(Data entries)
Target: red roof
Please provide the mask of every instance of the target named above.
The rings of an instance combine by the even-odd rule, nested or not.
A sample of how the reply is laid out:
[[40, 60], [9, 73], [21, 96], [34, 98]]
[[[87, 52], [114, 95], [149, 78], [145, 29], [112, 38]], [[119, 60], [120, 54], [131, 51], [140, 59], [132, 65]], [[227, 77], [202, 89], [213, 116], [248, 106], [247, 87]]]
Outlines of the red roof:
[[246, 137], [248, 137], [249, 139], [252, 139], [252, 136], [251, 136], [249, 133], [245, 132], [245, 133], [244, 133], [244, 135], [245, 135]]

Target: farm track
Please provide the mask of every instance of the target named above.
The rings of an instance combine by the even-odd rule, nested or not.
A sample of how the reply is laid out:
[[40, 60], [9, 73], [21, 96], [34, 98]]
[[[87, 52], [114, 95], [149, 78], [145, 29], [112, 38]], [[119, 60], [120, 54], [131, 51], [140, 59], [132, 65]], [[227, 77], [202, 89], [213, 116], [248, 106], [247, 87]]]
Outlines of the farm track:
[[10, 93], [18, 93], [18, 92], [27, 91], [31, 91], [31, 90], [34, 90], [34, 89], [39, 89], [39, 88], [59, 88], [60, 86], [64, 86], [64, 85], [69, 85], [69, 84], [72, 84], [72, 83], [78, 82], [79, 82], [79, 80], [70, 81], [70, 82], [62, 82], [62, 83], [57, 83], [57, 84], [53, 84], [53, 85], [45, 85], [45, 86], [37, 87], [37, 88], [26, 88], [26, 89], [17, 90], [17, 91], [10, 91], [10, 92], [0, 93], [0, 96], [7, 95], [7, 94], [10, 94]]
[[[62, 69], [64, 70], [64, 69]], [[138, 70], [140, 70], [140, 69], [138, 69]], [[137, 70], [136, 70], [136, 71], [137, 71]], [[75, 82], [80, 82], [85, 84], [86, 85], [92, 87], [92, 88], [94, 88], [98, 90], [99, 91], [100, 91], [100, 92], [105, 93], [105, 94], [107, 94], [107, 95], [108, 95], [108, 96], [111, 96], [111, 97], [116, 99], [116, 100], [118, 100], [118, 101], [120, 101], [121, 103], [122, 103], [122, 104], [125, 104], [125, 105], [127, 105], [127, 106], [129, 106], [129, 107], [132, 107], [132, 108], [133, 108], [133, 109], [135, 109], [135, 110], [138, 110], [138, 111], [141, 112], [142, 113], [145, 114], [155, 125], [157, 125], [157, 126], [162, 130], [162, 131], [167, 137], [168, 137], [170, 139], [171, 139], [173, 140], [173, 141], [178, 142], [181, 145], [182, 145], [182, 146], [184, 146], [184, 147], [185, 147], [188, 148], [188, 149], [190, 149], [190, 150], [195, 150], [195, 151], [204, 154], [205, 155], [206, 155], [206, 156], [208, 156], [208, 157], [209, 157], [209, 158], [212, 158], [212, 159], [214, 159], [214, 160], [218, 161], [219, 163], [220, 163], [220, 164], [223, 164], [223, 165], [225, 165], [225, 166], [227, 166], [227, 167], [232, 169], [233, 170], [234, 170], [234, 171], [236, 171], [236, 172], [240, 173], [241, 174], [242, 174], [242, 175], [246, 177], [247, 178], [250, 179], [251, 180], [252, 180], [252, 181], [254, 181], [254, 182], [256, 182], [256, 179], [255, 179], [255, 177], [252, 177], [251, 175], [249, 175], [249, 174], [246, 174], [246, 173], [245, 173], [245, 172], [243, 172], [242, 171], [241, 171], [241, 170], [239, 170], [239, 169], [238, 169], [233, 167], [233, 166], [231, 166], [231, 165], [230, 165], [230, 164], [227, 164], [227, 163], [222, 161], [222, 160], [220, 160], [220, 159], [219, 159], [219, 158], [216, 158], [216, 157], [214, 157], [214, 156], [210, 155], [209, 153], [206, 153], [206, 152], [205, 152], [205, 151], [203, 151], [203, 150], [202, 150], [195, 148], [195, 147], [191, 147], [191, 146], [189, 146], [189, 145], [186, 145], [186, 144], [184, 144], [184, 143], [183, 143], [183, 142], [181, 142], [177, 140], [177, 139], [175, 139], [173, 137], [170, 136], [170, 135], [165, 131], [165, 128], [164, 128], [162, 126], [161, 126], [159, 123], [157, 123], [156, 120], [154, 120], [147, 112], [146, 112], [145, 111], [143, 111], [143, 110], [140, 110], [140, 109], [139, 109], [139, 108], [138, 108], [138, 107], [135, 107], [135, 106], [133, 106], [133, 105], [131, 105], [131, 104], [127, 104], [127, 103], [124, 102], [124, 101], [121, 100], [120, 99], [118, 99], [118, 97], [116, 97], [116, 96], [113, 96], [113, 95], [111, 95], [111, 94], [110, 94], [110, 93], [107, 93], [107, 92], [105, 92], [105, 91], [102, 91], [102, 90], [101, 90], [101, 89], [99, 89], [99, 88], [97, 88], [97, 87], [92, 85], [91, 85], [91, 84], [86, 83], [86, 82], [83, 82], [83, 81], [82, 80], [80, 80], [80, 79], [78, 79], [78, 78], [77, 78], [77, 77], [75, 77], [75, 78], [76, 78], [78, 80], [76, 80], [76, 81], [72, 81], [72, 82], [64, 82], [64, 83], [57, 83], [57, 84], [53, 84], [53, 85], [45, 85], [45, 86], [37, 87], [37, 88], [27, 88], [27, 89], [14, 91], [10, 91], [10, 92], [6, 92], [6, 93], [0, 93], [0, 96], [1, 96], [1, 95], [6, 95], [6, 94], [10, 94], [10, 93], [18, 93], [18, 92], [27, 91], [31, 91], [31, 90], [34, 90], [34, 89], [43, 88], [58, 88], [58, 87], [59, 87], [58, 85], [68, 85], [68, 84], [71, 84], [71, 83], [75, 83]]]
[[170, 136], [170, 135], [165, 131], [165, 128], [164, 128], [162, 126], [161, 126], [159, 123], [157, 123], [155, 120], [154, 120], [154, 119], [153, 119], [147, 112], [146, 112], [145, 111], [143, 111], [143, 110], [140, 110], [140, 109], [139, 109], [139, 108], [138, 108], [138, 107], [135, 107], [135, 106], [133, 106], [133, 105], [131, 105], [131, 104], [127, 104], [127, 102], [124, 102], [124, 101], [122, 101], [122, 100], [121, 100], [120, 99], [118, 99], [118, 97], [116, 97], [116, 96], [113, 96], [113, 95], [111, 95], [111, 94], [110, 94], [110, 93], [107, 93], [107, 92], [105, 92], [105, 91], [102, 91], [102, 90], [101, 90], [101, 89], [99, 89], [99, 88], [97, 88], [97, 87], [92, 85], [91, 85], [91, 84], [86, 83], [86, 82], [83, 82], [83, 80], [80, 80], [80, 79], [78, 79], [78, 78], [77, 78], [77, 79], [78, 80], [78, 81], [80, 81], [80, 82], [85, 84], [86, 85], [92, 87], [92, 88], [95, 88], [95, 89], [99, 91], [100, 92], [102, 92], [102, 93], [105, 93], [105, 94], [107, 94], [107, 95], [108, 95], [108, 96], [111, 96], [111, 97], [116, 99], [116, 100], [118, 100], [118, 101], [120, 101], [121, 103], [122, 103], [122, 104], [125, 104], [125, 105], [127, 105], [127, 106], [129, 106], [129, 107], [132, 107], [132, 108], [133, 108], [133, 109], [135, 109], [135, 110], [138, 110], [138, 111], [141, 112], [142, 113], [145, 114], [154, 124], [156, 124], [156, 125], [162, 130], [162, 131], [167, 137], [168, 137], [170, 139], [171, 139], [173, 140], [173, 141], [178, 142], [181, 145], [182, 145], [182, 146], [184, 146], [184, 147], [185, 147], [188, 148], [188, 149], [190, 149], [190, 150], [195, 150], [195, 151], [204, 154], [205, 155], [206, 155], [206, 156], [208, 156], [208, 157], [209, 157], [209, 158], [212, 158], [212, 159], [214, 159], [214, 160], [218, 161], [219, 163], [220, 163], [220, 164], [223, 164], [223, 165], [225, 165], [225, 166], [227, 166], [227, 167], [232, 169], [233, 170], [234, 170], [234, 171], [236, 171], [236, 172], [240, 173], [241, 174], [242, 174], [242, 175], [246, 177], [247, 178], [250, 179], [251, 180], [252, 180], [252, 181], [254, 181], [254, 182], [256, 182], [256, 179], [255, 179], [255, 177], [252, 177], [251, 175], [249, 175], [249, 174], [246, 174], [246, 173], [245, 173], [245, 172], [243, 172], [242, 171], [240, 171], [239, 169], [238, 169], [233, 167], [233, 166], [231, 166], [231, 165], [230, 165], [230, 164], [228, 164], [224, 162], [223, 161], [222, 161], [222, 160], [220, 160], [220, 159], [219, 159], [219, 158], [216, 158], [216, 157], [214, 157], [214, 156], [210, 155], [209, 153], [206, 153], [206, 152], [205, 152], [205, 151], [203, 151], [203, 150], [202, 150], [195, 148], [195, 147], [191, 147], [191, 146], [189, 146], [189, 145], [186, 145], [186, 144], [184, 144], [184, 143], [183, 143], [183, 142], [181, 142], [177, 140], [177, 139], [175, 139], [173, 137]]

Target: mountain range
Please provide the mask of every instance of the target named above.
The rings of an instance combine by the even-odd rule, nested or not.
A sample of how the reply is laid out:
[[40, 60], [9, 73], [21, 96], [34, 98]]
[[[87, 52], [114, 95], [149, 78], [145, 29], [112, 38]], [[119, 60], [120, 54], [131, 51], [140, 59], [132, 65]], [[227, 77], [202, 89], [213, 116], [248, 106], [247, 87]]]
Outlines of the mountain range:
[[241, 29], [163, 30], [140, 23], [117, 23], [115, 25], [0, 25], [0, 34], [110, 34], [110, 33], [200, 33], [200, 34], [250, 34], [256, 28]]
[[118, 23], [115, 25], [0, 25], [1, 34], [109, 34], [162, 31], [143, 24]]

_Exercise instructions_: Retype the lines of the items character for character, beginning with the first line and continuing through the line that contains "135], [245, 135]]", including both ends.

_Result of this exercise_:
Target: red roof
Please provide the mask of every instance of the target named above.
The rings of an instance combine by the even-odd rule, nested or not.
A sample of how the reply is laid out:
[[40, 60], [9, 73], [21, 96], [34, 98]]
[[[87, 52], [114, 95], [149, 78], [145, 29], [112, 38]], [[119, 60], [120, 54], [131, 51], [140, 59], [132, 65]], [[227, 77], [202, 89], [213, 116], [248, 106], [247, 87]]]
Outlines of the red roof:
[[246, 137], [248, 137], [249, 139], [252, 139], [252, 136], [251, 136], [249, 133], [245, 132], [245, 133], [244, 133], [244, 135], [245, 135]]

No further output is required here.